Fragmento para leer >>

Para nosotras, las personas racializadas, esto es inevitablemente doloroso y agotador. Mucho más, cuando se trata de quienes hemos afinado el ojo para identificar las múltiples formas de los sesgos racistas. De todos modos, y aunque a veces me siento llena de odio, como en el caso de Khelif, donde además de racismo hay transfobia, misoginia y una insistente revictimización, no dejo de ver las bondades de que este tema ya no pase por alto, de que los racistas sean juzgados y puestos en evidencia porque, así sea por prudencia, muchos van a abstenerse de lanzar ciertas expresiones y ataques.

Seríamos ingenuos si creyéramos que estamos cerca de eliminar el racismo, las corrientes políticas de derecha, las élites blancas en el deporte, la literatura, la economía, la política, las artes y demás, están en pie de lucha, como dijo en una columna Pedro Adrián Zuluaga. No piensan abrir los espacios que históricamente han creído que no nos pertenecen, mientras preferirían negarnos la existencia. Cada lugar en un podio, cada libro publicado, cada cargo público o de elección popular, cada gerencia, cada papel protagónico que es ocupado por alguien racializado, es percibido como un robo o, en el mejor de los casos, como un favor condescendiente que, de todos modos, les está quitando un lugar a quienes siempre les ha pertenecido y, según sus premisas, deberían pertenecerles estos espacios.

Información proporcionada >>
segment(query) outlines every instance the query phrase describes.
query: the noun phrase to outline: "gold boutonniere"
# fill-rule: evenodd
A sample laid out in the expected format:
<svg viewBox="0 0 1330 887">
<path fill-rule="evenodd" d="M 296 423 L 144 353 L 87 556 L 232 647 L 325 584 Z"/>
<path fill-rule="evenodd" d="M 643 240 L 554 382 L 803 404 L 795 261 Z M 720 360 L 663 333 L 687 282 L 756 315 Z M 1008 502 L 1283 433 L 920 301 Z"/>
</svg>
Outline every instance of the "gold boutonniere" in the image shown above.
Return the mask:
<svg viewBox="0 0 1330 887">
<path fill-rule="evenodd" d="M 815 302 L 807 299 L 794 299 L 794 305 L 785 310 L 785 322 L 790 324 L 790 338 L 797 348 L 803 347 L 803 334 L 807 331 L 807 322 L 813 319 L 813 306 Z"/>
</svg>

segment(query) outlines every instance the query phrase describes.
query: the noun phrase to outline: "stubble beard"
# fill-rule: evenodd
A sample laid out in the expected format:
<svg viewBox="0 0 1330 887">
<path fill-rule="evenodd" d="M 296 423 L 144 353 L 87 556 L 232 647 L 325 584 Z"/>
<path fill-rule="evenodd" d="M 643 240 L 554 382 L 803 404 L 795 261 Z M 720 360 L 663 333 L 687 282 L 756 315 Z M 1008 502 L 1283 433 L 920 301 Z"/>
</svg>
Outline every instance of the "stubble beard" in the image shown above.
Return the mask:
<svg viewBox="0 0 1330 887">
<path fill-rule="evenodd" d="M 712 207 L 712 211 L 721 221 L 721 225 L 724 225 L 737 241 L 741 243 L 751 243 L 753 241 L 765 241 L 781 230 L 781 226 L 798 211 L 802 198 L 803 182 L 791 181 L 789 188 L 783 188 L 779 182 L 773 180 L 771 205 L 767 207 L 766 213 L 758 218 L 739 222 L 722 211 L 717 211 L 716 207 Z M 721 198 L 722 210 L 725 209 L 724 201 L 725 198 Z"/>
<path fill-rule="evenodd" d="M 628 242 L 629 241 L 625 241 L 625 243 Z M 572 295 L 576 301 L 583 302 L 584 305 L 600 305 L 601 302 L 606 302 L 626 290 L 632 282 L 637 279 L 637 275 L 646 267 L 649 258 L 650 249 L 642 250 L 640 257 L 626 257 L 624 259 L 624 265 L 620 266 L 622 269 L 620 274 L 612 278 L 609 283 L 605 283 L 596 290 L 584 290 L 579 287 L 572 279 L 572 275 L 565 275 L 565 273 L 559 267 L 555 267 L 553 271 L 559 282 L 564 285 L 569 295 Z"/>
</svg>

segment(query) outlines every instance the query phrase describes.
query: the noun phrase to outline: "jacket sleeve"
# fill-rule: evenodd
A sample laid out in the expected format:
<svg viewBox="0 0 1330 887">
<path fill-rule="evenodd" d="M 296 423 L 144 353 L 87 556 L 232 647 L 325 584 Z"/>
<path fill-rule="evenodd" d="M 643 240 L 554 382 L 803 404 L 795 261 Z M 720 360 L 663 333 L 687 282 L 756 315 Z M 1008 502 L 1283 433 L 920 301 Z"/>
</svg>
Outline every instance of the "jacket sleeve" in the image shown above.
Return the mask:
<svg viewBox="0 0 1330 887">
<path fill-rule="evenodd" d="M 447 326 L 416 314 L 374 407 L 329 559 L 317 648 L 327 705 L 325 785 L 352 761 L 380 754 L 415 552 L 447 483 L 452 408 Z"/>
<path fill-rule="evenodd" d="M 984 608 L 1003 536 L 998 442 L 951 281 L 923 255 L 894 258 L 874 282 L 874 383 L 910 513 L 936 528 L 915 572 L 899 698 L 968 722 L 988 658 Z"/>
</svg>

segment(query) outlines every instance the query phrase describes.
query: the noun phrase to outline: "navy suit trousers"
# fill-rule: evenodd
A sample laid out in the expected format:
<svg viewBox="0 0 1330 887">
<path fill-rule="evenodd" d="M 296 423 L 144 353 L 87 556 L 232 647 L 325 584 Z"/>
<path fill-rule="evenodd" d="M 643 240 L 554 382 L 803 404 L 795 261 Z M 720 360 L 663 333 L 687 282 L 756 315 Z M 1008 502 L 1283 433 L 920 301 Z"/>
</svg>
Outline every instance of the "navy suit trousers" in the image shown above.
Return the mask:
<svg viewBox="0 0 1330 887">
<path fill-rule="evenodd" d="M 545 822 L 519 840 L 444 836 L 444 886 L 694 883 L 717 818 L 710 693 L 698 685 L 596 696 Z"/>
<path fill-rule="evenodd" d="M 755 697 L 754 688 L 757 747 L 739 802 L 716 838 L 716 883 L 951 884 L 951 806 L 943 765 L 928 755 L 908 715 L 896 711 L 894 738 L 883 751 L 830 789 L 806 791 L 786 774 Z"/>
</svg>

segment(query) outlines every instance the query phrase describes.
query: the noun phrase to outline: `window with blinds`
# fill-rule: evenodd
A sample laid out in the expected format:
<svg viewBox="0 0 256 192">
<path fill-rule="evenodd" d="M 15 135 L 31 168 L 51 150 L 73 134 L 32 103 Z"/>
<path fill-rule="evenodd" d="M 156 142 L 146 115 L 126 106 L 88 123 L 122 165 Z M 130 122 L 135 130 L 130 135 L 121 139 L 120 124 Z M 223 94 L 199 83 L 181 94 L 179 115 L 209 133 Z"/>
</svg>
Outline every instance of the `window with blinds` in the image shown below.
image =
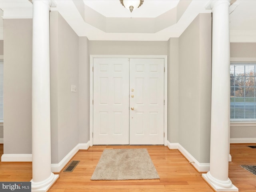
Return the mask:
<svg viewBox="0 0 256 192">
<path fill-rule="evenodd" d="M 4 62 L 0 61 L 0 122 L 4 122 Z"/>
<path fill-rule="evenodd" d="M 230 120 L 256 120 L 255 63 L 231 63 Z"/>
</svg>

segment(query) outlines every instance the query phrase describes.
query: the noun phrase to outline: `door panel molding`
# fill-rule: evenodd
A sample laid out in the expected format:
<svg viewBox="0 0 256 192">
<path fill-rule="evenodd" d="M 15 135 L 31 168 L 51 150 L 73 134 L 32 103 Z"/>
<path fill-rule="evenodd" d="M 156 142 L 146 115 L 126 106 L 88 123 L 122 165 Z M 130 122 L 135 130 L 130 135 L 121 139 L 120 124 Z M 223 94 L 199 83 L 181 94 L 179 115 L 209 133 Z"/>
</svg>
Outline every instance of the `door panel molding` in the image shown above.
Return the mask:
<svg viewBox="0 0 256 192">
<path fill-rule="evenodd" d="M 168 57 L 167 55 L 90 55 L 90 145 L 93 144 L 93 60 L 95 58 L 162 58 L 164 59 L 164 144 L 167 144 L 167 111 L 168 111 Z M 119 66 L 115 66 L 118 70 Z M 156 70 L 155 66 L 150 66 L 150 70 Z M 139 68 L 138 70 L 140 70 Z"/>
</svg>

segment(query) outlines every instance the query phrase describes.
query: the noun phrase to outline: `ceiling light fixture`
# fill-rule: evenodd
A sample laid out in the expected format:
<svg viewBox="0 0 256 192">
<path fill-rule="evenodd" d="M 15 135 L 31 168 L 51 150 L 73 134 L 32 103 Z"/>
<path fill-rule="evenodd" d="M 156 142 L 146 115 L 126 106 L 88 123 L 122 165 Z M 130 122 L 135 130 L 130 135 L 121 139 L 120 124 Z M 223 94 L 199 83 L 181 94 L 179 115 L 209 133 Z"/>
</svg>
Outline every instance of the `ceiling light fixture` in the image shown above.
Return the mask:
<svg viewBox="0 0 256 192">
<path fill-rule="evenodd" d="M 120 0 L 121 4 L 131 12 L 138 8 L 143 4 L 144 0 Z"/>
</svg>

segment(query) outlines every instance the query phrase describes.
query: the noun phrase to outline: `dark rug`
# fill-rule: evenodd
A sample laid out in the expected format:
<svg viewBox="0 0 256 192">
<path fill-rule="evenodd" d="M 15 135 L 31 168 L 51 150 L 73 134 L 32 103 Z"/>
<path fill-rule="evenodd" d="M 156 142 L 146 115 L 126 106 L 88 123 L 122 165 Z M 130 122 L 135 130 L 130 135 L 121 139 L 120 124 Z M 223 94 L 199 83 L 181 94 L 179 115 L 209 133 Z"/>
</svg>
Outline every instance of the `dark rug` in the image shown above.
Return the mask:
<svg viewBox="0 0 256 192">
<path fill-rule="evenodd" d="M 256 176 L 256 166 L 255 165 L 240 165 L 242 167 L 250 173 Z"/>
</svg>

Instrucciones >>
(1) Extrae del fragmento la parte que empieza con las palabras que contienen "Para nosotras, las" y termina con "expresiones y ataques.".
(2) Responde estas preguntas sobre el fragmento:
(a) ¿Qué se señala que hay en el caso de Khelif además de racismo?
(b) ¿Quién escribió la columna que se cita en el fragmento?
(c) ¿Cómo se percibe cada lugar ocupado por alguien racializado?
El material no guarda relación con el fragmento.

Respuestas correctas >>
(1)
Para nosotras, las personas racializadas, esto es inevitablemente doloroso y agotador. Mucho más, cuando se trata de quienes hemos afinado el ojo para identificar las múltiples formas de los sesgos racistas. De todos modos, y aunque a veces me siento llena de odio, como en el caso de Khelif, donde además de racismo hay transfobia, misoginia y una insistente revictimización, no dejo de ver las bondades de que este tema ya no pase por alto, de que los racistas sean juzgados y puestos en evidencia porque, así sea por prudencia, muchos van a abstenerse de lanzar ciertas expresiones y ataques.

(2)
(a) Transfobia, misoginia y una insistente revictimización.
(b) Pedro Adrián Zuluaga.
(c) Como un robo o, en el mejor de los casos, como un favor condescendiente.